Yönergeler.
1. Siber zorbalık ve okul iklimi metninde "Siber Zorbalık ve" ifadesinden "vazgeçilmezlerinden biri oldu." ifadesine kadar olan bütün kısmı hiçbir değişiklik yapmadan yazıya geçiriniz.
2. Siber zorbalık ve okul iklimi metnine göre okul iklimi, ergenlerin hangi alanlarında anahtar bir role sahiptir?
3. Siber zorbalık ve okul iklimi metnini, son cümlesinden sonra devam ettiriniz.

Çıkarılan Metin.
········

Üst Menu
Search
Generic filters

Ana Menu

Siber Zorbalık ve Okul İklimi

 

image002

21. yüzyılın teknoloji ve bilişim çağı olması ile teknoloji, özellikle bilişim teknolojisi, günlük yaşamın vazgeçilmez öğelerinden biri olarak bireylerin yaşamına girdi. Sadece internet kullanımı değil aynı zamanda sanal oyunlar, internetten yapılan alışverişler, sanal forumlar ve ağlar üzerinden bilgi paylaşımları da giderek arttı. Bilişim teknolojisi, çocuklar ve ergenlerin yanında yetişkinler için de, günlük yaşamın vazgeçilmezlerinden biri oldu.

Öğrencilerin ve öğretmenlerin okulun çevresi ve içi ile ilgili algıları, kendilerini güvende hissetmeleri, aralarındaki saygı ve sevgi, okulun paydaşları arasındaki etkileşim sıklığı ve kalitesi gibi öğeler okul iklimini oluşturan faktörler. Okul ikliminde başarılı olma motivasyonu, açıklık, düzen ve disiplin, ailelerin katılımı, kaynakların paylaşımı, öğrenciler arasındaki iletişimin etkililiği önem kazanır. Okul iklimi ergenlerin duygusal ve davranışsal uyumlarında ve akademik başarısında anahtar bir role sahiptir. Çocuklar okulun etkisiyle çok küçük yaşlardan başlayarak zamanlarının çoğunluğunu akranları ile geçirmeye ve onlarla sosyal bir etkileşime girmeye başlar.

········

Toplanan Malzeme.
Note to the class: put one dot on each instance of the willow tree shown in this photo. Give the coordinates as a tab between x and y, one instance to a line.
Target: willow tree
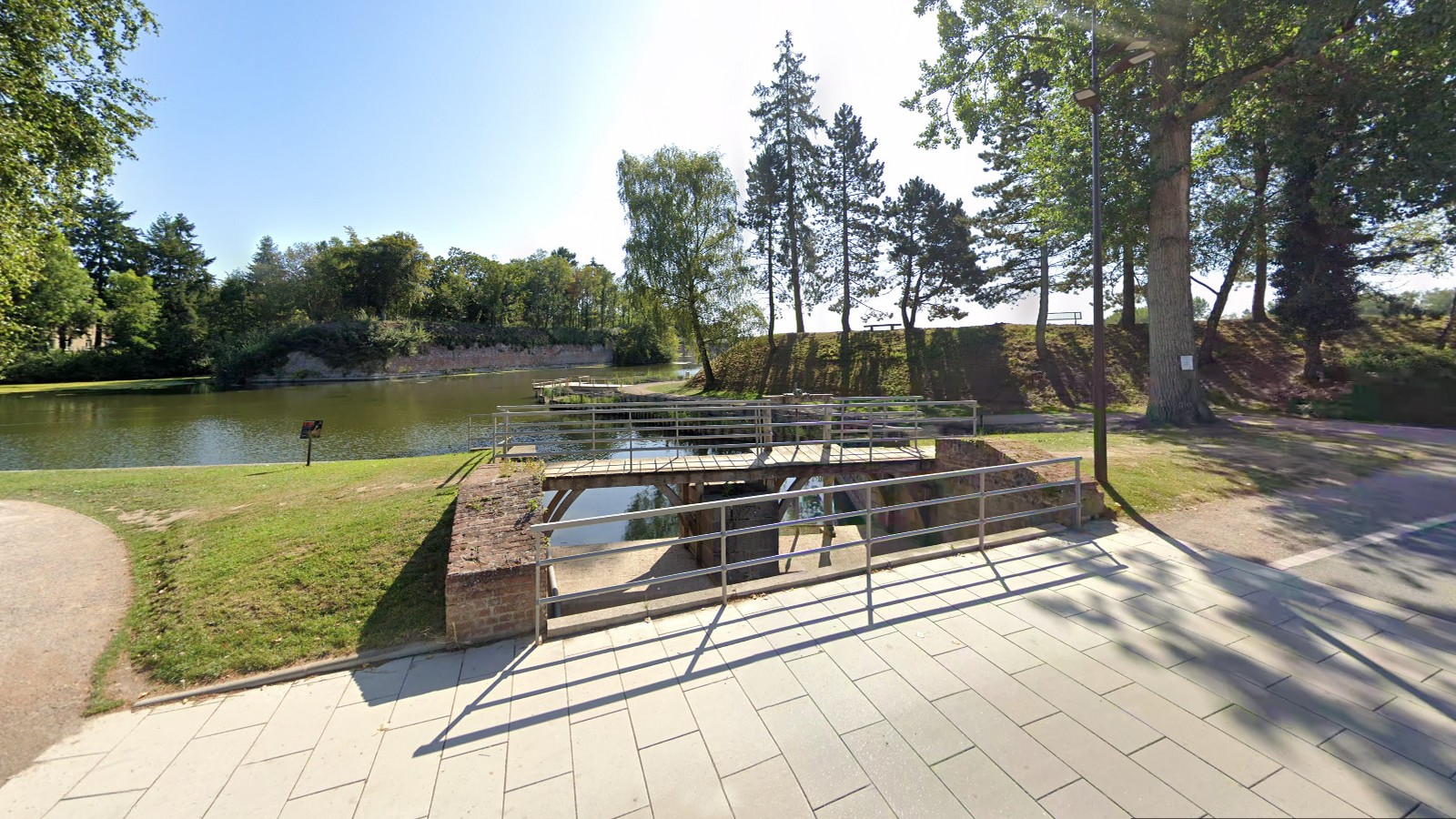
1205	56
683	247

········

Yanıtlar.
1.
Siber Zorbalık ve Okul İklimi

 

image002

21. yüzyılın teknoloji ve bilişim çağı olması ile teknoloji, özellikle bilişim teknolojisi, günlük yaşamın vazgeçilmez öğelerinden biri olarak bireylerin yaşamına girdi. Sadece internet kullanımı değil aynı zamanda sanal oyunlar, internetten yapılan alışverişler, sanal forumlar ve ağlar üzerinden bilgi paylaşımları da giderek arttı. Bilişim teknolojisi, çocuklar ve ergenlerin yanında yetişkinler için de, günlük yaşamın vazgeçilmezlerinden biri oldu.

2. Duygusal ve davranışsal uyumlarında ve akademik başarısında.

3.
Bu yaşlarda akranlarla geçirilen süre artar ve ergenlikte zirveye ulaşır. Ergenin davranışlarını okul ve aileden çok akranları şekillendirir. Arkadaşlık ilişkileri, ailelerin gittikçe küçülmesi ve zayıflaması, okulda geçen yılların artmasıyla okul dışında faaliyet gösteren çok sayıda grubun devreye girmesine neden olur. Okuldan okul dışına taşan bu etkileşim geçen zaman içinde ailenin önüne geçer.

Okul ve akranlar gibi aile dışındaki sosyal bağlamlar çocukların ve ergenlerin gelişimi için sağladıkları olanak ve fırsatların yanında birçok riskleri de taşır. Bu noktada okul zorbalığı büyük bir risk oluşturuyor. Okulun fiziksel çevresinde gerçekleşen zorbalık türleri; sınıfta, soyunma odası, tuvaletler, koridorlar, okul bahçesi ve okul yolunda ortaya çıkıyor.

Son yıllarda internet ve cep telefonu gibi iletişim teknolojilerinin kullanımı artarak ergenlerin yaşamlarının birer parçası haline geldi. Bu durum okul ortamında deneyimlenen akran zorbalığının sanal ortama taşınmasına neden oldu. Bilgisayar ve elektronik iletişim araçlarının bilgiye daha hızlı ulaşmak, bireyler arasındaki iletişimi hızlı ve kolaylıkla gerçekleştirmek için sağladığı olanaklar bu araçların kullanımını yaygınlaştırdı. Denetimsiz ve bilinçsiz kullanımı sanal ya da siber zorbalık (Cyberbullying) olarak tanımlanan suç türünü ortaya çıkardı. Siber zorbalık; bilgi ve iletişim teknolojilerini kullanarak bir birey ya da grup tarafından diğer birey ya da gruba zarar vermek için tasarlanan kasıtlı, tekrarlanan ve düşmanca davranış içeren zorbalık türü olarak tanımlanır. En yaygın şekilde yazılı telefon mesajı, resim, fotoğraf veya video görüntüleri, telefon aramaları, elektronik postalar, sohbet odaları, anında mesajlaşma ve web sitelerinin kullanılması aracılığıyla gerçekleşir. Kişiyi aşağılayan mesaj atma, kişiyi engelleme, kendini başka birisi olarak tanıtma, nedensiz olarak sanal ortamdan atma, interneti kötüye kullanma, elektronik posta ve mesaj yoluyla tehdit etme gibi davranışlar buna örnek olarak gösterilebilir.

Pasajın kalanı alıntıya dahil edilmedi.